> Excerpt to read:
_____
The audio processing system 100 also includes an arbitration and control module 150. As used herein, the term “module” can refer to computer program logic for providing the specified functionality. A module can be implemented in hardware, firmware, and/or software. This module 150 determines the format of each stream and uses that information to determine how to configure the audio processing system. For instance, the module 150 may determine that an incoming stream is of a certain format, but that it needs to be converted into another format in order to carry out the desired processing. The audio processing system 100 will therefore route the audio stream through the appropriate processing nodes 130 to accomplish the required processing while potentially avoiding other nodes. Similarly, the arbitration and control module 150 may be aware of the requirements of the client application 110A, 120A and use those to drive configuration of the processing system 100 to ensure that the incoming stream is transformed to meet these requirements, effectively mediating between the source 110 or sink 120 and application 110A, 120A. This mediation process may involve communicating with both the source 110 or sink 120 and the application 110A, 120A, to determine a processing solution compatible with both. The audio processing stream may also implement processing in accordance with system requirements, including what formats the system 100 is designed to be used with. It may set up the processing system 100 to maximize processing or memory resource efficiency, for instance.

In an embodiment, several channels of audio data are consolidated before being provided to the audio processing system 100. In another embodiment, the audio processing system 100 is capable of processing either single or multiple audio data streams simultaneously. Various non-synchronized streams that pertain to different audio devices 110D, 120D may be synchronized using any of a variety of mechanisms including one or mechanisms described in Appendix B of the U.S. provisional application entitled “Transparent Audio Processing,” filed Nov. 12, 2004 and referenced above. The system 100 has several inputs connected to various peripheral devices 110D, 120D and other sources, and decides how to process the audio stream in part depending on the source 110 and the output client application 120A, 110B. In alternate embodiments, the audio streams can be processed in parallel, meaning for instance that they are processed at the same time using two processors. Or the processing may occur in an interleaved fashion on a processor, wherein two streams are alternatively processed in time. Or, the processing may take place asynchronously.

The audio streams are received by the audio processing system 100 and are digitally processed by one or more processing nodes 130 as they flow along data paths to be provided to the client application 110A, 120A. Through these processing nodes 130, the stream may be exposed to one or more processing components capable of performing various processes including: rendering, synthesis, adding reverb, volume control, acoustic echo cancellation (AEC), resampling, format conversion, bit forming, noise suppression, and channel mixing.
_____
> Entries from a dataset:
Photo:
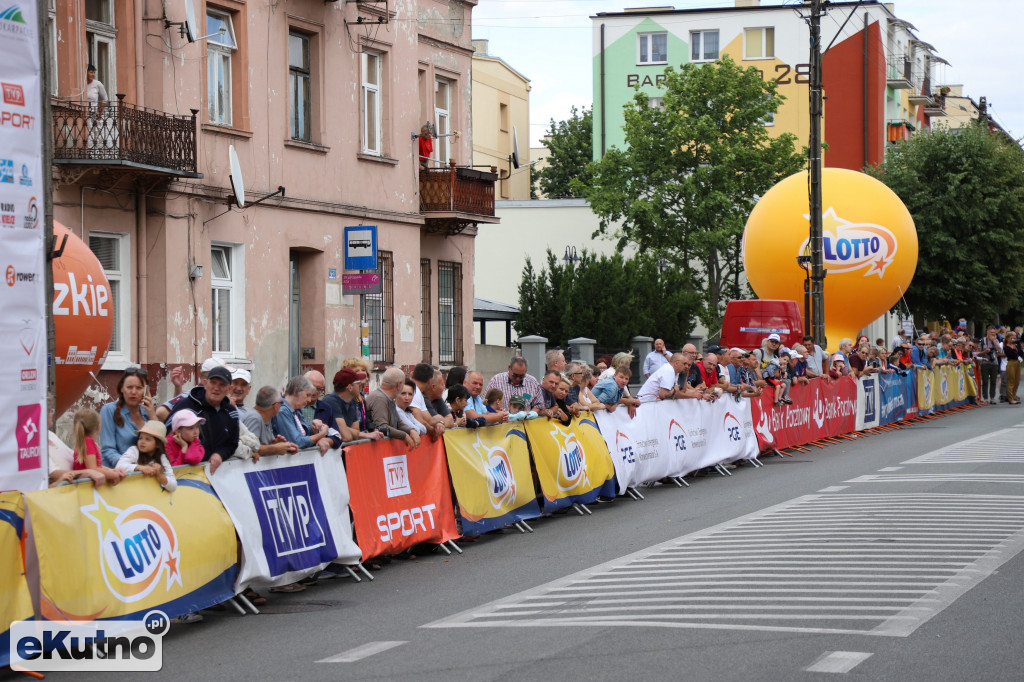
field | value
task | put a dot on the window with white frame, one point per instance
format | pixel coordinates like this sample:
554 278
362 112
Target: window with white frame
372 102
220 45
226 299
299 86
652 48
442 119
112 252
759 43
704 45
_____
> Required tasks:
a - Summarize the passage on the audio processing system in two sentences.
b - Give a continuation of the passage on the audio processing system, starting after its final sentence.
The records are separate material, unrelated to the passage on the audio processing system.

> Answers given:
a - An arbitration and control module in the audio processing system determines the format of each audio stream and uses that, along with the requirements of the client application and the system, to configure how streams are routed through processing nodes. The system can handle single or multiple streams, processing them in parallel, interleaved or asynchronously, and its nodes can apply operations such as rendering, resampling, echo cancellation, noise suppression and channel mixing.

b -
In an embodiment of the system shown in FIG. 1, the system is implemented through a series of WDM upper filter drivers (also referred to as “filter” throughout this disclosure) that are on each of the driver stacks supported by the audio processing system. Each filter can be configured to monitor input pins, output pins or no pins in one direction or in both pin directions. The driver inserts itself on top of the function device drivers for the audio devices from/to which the streams are coming or going. Each of the filter drivers implements a separate independent audio processing function. To apply multiple audio processing functions to a given stream, the appropriate filter drivers need to be inserted on the targeted device stack(s). The filter can be inserted onto a stack automatically through plug'n play (PNP), or may put itself there manually if it detects for instance that another instance of the filter is necessary on a given stack. As described below with reference to FIG. 5, where there are multiple stacks, there are several methods available for installing the filters on the stacks.

Depending on the number of devices and input sources supported by the processing system 100, there may be a plurality of stacks. Among these, for each filter driver, there is a single master stack; the remaining stacks are considered slave stacks. The master stack will be flagged in the INF file. The master stack is treated differently by the processing logic depending on the processing needs of the system. In one embodiment, each data packet serially goes through all the available filters one at a time. As the order of the stream operations (i.e.: the order in which the filters are called) cannot be guaranteed, filters configured serially must not rely on another operation to be completed ahead of it. If such a dependency is needed then these two filters can be combined in one single filter. In another embodiment, there are a great number of possible filters and more general logic external to the filters is used to determine the pathway of a stream depending on the characteristics of the stream.

FIG. 5 depicts a configuration 500 of audio processing filters 510 installed on audio stacks 520 in accordance with an embodiment of the invention. To apply multiple audio processing functions to a given stream, the appropriate filter drivers 510 need to be inserted on the targeted audio devices. In a Windows Media Driver environment, several methods can be used to configure multiple stacks with the appropriate filters. Using one technique, all instances of the filter can be loaded through PNP. According to a PNP protocol, a request for each master 520a and slave stack 520b, 520c is provided to a filter 510. Each filter 510 that loads will thus automatically be associated with the master or a slave stack 510. If it is the master stack, then it will check whether or not it needs to load any slaves.

In another implementation in a Windows Media Driver environment, filter installation onto the stacks 520 shown in FIG. 5 is implemented over several steps. A master instance 520a of the filer is installed using PNP. The master filter instance 520a verifies that there is no no-load flag on the stack, in order to avoid the addition of multiple filters to a given stack. If the stack 520 is a master stack 520a set to load, it will proceed to see if it needs to load slaves 520c. To locate potential targets for a new instance of the filter, several steps are undertaken. First, all WDM interfaces in the system are located, and then all stacks that are marked as no load are eliminated. The list of targets is further narrowed to exclude stacks that already have the filter, to ensure that only one instance of the filter is installed on a given stack. This is accomplished by maintaining a list of all of the physical device objects (PDOs) at the root of all the stacks on which a given filter has added itself. After that the master instance 510a will create another device object, a functional device object (FDO) 530a and link it on top of the target stack 520 as shown in FIG. 5.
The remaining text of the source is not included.